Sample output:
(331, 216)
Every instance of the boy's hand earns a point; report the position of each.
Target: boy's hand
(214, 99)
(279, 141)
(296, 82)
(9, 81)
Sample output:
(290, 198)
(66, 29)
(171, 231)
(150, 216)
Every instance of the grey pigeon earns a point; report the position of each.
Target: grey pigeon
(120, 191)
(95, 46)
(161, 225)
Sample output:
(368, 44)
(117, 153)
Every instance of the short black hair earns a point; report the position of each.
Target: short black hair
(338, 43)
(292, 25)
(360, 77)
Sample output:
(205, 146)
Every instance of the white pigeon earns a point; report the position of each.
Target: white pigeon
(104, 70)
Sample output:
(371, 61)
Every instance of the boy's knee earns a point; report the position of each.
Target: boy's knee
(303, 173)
───
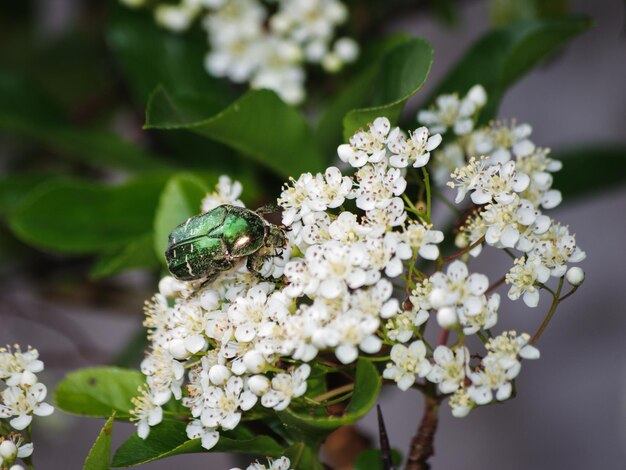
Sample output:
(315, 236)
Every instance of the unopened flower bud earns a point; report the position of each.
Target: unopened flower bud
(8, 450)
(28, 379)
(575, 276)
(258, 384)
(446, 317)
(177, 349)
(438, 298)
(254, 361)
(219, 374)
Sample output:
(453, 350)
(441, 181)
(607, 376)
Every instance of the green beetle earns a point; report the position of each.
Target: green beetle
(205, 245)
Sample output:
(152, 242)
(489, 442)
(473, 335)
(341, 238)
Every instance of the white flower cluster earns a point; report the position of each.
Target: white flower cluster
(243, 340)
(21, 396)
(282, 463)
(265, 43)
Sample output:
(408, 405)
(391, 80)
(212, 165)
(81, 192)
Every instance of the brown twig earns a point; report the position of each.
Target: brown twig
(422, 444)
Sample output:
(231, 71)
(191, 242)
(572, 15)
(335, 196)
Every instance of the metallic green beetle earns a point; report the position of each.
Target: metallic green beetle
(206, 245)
───
__The task__
Select every line in the records that contains the word "position", treating uppercase and lowercase letters as different.

__Task answer__
Every instance of the boy's hand earns a point; report the position of each.
Every instance of the grey pigeon earns a point; report the position of each.
Every instance of the short black hair earns a point; report the position of each.
Every instance of the white pigeon earns a point; report the position of each.
Every instance of the boy's knee earns a point; report the position of each.
Every instance of the unopened flower bud earns a point; report the position of each.
Every instance of the green beetle earns a point; report the position of each.
Every instance of the white flower cluster earns a point; report the position of each.
Every instance of the brown twig earns a point; report the position of each.
Every instance of the metallic green beetle earns a point; report the position of each.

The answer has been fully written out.